From the first line of the data below, repeat each line exactly until you reach the line with "x=83, y=535"; include that line too.

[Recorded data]
________________________________________
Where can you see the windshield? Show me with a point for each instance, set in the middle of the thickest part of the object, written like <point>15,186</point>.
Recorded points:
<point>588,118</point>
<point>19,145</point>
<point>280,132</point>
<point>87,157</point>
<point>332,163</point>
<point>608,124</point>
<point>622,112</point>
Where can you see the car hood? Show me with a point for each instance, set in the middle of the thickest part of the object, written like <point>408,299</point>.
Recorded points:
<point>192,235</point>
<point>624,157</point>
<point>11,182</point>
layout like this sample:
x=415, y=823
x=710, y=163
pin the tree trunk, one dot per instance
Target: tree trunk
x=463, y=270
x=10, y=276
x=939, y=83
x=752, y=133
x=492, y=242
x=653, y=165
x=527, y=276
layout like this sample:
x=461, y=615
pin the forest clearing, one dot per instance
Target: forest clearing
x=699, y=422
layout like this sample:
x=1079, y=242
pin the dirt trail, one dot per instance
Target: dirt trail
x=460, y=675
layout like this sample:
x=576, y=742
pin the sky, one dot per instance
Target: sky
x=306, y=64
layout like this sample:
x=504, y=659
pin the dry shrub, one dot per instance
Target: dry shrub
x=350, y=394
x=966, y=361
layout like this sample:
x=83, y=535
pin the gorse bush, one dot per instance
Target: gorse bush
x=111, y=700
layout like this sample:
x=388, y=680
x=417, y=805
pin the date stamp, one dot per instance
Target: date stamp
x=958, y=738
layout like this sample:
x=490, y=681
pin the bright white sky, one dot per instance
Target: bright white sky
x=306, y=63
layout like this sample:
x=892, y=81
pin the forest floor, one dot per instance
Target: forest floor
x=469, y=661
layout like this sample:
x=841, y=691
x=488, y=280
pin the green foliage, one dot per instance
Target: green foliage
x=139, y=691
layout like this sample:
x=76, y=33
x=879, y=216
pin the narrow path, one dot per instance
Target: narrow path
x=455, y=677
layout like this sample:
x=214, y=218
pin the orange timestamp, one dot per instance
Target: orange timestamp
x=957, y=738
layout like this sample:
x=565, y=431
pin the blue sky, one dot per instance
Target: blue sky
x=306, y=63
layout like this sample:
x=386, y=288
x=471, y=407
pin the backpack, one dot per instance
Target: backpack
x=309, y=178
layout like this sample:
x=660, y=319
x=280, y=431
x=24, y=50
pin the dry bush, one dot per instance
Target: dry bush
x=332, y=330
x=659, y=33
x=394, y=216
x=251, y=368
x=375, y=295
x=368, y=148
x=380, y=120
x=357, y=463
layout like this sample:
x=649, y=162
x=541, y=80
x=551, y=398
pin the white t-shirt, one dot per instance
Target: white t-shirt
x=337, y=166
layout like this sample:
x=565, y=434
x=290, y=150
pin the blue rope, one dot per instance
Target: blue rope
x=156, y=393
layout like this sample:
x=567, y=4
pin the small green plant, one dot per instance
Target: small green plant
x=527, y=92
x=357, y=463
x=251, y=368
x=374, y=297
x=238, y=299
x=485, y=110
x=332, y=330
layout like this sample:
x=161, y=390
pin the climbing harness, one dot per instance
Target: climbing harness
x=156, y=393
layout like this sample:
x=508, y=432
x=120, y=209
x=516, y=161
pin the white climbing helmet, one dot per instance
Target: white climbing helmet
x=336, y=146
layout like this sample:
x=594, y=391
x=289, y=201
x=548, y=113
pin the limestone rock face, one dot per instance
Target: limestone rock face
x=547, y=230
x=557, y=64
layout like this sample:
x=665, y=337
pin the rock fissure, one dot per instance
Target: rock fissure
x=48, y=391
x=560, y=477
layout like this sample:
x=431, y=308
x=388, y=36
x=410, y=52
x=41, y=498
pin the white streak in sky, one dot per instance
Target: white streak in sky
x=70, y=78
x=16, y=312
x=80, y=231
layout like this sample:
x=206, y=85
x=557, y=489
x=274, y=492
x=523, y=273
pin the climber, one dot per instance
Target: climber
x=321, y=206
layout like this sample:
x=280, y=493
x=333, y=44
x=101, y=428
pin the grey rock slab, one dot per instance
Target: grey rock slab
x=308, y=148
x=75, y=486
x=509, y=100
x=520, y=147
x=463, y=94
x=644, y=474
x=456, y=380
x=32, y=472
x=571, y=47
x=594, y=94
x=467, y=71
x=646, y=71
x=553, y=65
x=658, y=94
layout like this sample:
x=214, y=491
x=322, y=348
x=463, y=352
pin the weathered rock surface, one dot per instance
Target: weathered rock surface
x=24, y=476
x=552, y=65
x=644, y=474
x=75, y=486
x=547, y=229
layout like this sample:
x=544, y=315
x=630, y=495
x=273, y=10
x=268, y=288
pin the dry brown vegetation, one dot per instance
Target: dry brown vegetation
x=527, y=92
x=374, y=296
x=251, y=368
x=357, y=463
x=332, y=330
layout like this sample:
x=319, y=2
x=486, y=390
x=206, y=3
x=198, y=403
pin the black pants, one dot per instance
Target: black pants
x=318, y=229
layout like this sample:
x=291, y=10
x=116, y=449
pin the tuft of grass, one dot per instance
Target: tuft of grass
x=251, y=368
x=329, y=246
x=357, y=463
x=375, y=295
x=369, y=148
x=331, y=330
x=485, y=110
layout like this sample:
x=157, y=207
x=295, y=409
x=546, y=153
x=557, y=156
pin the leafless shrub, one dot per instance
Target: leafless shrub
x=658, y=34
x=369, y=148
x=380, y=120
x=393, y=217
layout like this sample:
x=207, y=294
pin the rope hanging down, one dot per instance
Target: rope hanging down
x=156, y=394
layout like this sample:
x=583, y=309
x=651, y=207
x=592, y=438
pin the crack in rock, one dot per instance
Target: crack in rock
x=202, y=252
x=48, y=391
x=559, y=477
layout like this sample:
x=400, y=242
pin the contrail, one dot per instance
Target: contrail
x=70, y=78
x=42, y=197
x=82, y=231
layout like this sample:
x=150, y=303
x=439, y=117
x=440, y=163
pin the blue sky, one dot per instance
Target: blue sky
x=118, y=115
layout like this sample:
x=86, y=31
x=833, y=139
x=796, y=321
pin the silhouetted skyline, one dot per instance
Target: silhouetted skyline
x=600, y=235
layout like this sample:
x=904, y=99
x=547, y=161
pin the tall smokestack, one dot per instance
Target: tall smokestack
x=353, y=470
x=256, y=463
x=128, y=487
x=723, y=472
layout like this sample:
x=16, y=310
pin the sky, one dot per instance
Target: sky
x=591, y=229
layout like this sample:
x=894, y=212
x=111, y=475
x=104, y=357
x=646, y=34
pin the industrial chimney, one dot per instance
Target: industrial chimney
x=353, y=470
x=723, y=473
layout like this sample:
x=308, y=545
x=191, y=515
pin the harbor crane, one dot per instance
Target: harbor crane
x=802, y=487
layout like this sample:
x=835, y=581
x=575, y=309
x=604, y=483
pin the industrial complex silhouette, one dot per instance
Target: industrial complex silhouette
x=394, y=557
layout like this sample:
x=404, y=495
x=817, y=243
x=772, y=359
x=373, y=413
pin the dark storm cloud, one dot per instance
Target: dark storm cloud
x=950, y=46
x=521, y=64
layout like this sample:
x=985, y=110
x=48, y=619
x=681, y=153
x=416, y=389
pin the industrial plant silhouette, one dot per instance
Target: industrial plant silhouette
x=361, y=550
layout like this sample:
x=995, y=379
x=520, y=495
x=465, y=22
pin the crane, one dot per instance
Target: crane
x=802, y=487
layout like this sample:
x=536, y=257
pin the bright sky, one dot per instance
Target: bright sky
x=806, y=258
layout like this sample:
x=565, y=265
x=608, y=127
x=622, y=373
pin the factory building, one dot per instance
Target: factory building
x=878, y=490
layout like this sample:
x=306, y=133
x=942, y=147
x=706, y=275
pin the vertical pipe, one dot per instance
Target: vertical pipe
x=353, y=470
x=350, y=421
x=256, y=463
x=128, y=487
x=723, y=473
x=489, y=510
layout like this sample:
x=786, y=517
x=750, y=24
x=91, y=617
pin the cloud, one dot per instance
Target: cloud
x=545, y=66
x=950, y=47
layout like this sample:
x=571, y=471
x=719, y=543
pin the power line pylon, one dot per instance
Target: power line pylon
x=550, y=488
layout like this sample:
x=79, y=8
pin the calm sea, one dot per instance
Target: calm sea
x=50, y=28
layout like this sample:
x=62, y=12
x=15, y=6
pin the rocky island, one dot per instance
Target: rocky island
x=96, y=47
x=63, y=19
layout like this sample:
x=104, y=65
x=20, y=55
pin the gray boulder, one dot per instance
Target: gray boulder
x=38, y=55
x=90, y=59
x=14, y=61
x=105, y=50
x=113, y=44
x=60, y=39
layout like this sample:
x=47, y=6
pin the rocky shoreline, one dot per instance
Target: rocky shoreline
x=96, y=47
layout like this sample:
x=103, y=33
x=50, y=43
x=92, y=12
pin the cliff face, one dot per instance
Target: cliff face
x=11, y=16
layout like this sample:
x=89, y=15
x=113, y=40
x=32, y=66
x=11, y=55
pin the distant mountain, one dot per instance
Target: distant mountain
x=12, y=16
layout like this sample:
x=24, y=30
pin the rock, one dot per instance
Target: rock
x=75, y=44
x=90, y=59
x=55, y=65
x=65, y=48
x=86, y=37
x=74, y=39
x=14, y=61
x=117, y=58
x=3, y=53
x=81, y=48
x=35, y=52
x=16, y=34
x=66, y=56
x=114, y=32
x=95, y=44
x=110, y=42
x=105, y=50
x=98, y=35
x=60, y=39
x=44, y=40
________________________________________
** Problem solution **
Where can you see the windshield? Show me with a point for each instance, set in the middle of the thickest part of the object, written like <point>15,186</point>.
Recorded points:
<point>588,118</point>
<point>19,145</point>
<point>280,132</point>
<point>87,157</point>
<point>332,163</point>
<point>608,124</point>
<point>622,112</point>
Where can you see the car hood? Show me with a point for each instance, set in the middle of the thickest part of the object, written like <point>408,299</point>.
Recorded points:
<point>192,235</point>
<point>624,157</point>
<point>11,182</point>
layout like this sample:
x=415, y=823
x=710, y=163
pin the tree trunk, one dot per instance
Target: tree trunk
x=463, y=270
x=10, y=276
x=939, y=83
x=752, y=133
x=492, y=242
x=653, y=165
x=527, y=276
layout like this sample:
x=461, y=615
pin the forest clearing, one dot per instance
Target: forest clearing
x=699, y=422
layout like this sample:
x=1079, y=242
pin the dirt trail, one dot per instance
Target: dirt trail
x=460, y=675
layout like this sample:
x=576, y=742
pin the sky, one dot per instance
Target: sky
x=306, y=64
layout like this sample:
x=504, y=659
pin the dry shrub, one dot per instance
Target: dry shrub
x=350, y=394
x=966, y=361
layout like this sample:
x=83, y=535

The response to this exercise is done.